[BEGIN QUOTED PASSAGE]

This lecture will be hybrid. Please book your ticket for attendance in person or online. Further details on how to access the lecture will be sent to you following booking.

The lecture will be followed by a drinks reception in the Higgitt Gallery.

Imprisoned by Time: Abstract Painting and Temporality in the Work of Pierre Soulages

Abstract

All his long life, painter Pierre Soulages (1919-2022) emphasised the significance of the experience of time for his work. In 1963, he declared to philosopher Jean Grenier: “time seems to me to be one of the preoccupations to which my painting testifies.” In 1980, speaking with critic Catherine Grenier about his new, entirely black canvases, Soulages expressed his preoccupation with time in a deceptively simple declaration, noting, “you see, the verb is usually in the past tense, but I prefer painting in the present tense.” And a couple of years later: “you’re a prisoner of the present.”

In this talk, I outline the ways that ideas about time and the texture of temporal experience came to constitute the kernel of pictorial relations in Soulages’s abstract paintings over the course of time (some eight decades). In setting Soulages’s paintings and statements alongside the thought of Hannah Arendt, Gaston Bachelard, Léopold Sédar Senghor, Henri Meschonnic, Roland Barthes, and some others, I will explore concepts of historical time and the present tense; the role of rhythm; and the elaboration of an idiorhythmic relation to time in artistic practice.

[END QUOTED PASSAGE]

● **INSTRUCTIONS**:
a) List every thinker the lecture announcement says Soulages's paintings and statements will be set alongside.
b) Return everything in the lecture announcement from "In this talk, I" down to "in artistic practice.", copied word for word.

[BEGIN STORED ROWS]

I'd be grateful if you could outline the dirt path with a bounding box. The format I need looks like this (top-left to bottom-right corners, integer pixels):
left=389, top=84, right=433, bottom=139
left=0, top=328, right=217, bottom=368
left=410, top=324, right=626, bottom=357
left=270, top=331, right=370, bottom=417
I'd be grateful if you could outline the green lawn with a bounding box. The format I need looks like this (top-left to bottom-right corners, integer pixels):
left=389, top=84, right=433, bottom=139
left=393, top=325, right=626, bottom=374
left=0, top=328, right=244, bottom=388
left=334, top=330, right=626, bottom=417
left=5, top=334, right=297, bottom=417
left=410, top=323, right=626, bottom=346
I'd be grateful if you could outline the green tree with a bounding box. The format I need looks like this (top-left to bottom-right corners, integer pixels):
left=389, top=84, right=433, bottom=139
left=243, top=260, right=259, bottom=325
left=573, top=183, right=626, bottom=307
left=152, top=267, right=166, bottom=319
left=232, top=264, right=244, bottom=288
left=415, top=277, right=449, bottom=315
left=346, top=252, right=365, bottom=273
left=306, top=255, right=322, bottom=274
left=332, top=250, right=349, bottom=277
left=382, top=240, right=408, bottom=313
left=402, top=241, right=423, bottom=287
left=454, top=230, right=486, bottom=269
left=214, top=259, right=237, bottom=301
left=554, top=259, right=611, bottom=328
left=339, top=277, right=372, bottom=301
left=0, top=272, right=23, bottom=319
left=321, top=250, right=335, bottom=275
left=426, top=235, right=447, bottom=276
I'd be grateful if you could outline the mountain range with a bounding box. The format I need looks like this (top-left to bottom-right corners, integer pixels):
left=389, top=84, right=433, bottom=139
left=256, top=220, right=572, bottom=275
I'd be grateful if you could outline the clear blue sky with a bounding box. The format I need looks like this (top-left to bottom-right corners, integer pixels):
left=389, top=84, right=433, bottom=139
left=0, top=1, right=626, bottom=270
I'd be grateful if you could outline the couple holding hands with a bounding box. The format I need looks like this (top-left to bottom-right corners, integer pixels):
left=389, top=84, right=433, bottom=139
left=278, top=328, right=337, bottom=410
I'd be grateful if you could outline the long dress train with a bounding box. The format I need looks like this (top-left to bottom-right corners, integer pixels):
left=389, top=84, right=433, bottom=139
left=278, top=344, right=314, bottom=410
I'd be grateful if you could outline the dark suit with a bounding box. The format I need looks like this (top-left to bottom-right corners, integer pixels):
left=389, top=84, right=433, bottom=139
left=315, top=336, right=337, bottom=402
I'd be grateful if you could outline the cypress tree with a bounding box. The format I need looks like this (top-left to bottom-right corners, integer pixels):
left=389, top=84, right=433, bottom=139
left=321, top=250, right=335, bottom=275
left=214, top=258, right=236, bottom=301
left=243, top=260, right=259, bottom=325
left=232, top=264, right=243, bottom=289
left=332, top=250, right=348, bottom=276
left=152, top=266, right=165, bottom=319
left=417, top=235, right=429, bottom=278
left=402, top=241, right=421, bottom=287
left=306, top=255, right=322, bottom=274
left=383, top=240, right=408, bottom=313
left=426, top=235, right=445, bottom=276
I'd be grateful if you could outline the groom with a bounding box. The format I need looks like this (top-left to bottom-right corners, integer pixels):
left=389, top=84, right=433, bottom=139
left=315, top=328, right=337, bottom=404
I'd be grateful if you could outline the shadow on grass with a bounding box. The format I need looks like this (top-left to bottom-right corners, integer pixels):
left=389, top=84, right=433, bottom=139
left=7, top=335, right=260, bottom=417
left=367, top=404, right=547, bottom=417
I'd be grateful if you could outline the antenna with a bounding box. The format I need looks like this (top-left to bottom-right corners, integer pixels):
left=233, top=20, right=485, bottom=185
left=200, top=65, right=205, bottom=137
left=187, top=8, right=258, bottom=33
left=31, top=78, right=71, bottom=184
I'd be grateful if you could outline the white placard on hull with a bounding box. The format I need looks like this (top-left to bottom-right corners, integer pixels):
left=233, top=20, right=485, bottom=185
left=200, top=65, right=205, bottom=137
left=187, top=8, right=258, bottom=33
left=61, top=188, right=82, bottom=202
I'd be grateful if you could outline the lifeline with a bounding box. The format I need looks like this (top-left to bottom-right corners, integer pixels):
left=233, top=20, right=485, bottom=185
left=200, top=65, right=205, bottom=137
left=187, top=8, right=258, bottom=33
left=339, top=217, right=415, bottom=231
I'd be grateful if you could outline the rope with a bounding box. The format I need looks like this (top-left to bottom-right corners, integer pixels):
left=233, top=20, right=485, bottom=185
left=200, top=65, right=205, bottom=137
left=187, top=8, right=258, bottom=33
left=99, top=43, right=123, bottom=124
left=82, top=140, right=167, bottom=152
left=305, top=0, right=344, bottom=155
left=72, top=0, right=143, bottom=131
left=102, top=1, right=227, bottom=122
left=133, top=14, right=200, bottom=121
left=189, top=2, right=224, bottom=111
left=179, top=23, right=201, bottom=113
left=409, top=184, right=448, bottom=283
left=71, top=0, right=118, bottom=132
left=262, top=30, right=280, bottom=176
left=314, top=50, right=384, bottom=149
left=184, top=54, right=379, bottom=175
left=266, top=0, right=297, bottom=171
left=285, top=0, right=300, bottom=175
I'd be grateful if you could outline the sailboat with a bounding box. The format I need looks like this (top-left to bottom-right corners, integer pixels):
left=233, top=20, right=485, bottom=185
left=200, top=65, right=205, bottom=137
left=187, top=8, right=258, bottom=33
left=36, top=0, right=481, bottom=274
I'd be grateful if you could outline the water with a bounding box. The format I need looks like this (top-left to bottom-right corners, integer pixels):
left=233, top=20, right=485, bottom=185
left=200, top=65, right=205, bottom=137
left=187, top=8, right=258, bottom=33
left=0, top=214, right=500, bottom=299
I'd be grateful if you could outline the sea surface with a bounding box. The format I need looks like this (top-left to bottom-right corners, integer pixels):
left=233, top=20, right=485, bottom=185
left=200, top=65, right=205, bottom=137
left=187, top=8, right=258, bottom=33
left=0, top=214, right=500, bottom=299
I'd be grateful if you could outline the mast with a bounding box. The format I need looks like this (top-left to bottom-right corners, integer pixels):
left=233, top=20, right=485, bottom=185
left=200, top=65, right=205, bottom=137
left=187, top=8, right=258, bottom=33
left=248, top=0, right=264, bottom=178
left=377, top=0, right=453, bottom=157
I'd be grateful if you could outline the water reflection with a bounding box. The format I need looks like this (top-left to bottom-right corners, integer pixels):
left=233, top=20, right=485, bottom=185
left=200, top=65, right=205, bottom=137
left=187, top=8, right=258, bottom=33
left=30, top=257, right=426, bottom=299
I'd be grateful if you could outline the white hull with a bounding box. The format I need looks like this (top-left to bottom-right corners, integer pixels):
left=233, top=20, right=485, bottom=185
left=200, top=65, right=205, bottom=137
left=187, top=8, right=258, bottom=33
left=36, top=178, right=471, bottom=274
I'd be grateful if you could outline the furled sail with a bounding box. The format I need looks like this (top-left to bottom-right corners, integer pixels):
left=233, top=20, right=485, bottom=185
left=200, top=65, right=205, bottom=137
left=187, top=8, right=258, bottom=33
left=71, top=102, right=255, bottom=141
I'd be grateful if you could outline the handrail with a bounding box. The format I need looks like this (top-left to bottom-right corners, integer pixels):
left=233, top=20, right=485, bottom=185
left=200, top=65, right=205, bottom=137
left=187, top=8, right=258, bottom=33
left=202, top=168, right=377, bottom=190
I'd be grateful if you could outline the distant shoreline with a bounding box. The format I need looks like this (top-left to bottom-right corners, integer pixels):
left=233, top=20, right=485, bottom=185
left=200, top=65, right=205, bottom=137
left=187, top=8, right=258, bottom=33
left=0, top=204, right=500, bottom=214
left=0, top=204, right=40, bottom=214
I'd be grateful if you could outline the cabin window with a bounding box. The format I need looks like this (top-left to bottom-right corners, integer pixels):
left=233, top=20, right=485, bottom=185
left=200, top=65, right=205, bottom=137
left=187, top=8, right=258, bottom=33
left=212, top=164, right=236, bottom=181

[END STORED ROWS]

● **WRITTEN ANSWERS**:
a) Hannah Arendt, Gaston Bachelard, Léopold Sédar Senghor, Henri Meschonnic, Roland Barthes

b)
In this talk, I outline the ways that ideas about time and the texture of temporal experience came to constitute the kernel of pictorial relations in Soulages’s abstract paintings over the course of time (some eight decades). In setting Soulages’s paintings and statements alongside the thought of Hannah Arendt, Gaston Bachelard, Léopold Sédar Senghor, Henri Meschonnic, Roland Barthes, and some others, I will explore concepts of historical time and the present tense; the role of rhythm; and the elaboration of an idiorhythmic relation to time in artistic practice.